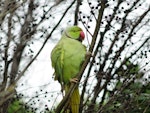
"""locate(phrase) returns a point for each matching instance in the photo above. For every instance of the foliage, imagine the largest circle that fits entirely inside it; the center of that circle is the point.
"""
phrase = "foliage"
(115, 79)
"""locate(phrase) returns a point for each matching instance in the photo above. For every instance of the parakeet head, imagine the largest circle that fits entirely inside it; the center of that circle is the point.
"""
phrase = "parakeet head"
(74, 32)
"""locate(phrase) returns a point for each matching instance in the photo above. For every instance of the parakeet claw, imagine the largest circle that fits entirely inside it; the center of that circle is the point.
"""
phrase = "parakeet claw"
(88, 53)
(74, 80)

---

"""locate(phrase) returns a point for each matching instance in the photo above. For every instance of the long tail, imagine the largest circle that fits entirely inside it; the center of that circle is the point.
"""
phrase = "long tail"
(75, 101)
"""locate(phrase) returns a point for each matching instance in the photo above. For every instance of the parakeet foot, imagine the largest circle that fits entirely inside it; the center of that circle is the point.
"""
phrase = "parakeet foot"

--

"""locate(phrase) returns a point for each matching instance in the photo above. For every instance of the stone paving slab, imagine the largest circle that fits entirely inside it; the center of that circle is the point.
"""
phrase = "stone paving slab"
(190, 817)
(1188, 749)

WORK INSTRUCTION:
Select every line of the material above holding the word "foot" and copy it.

ANSWER FOR THIS EXERCISE:
"""locate(phrase) returns a point for each matching instance in the photo above. For every instance of the parakeet foot, imagine the largest circle that fits entirely inside it; the center of that circle is the point.
phrase = "parakeet foot"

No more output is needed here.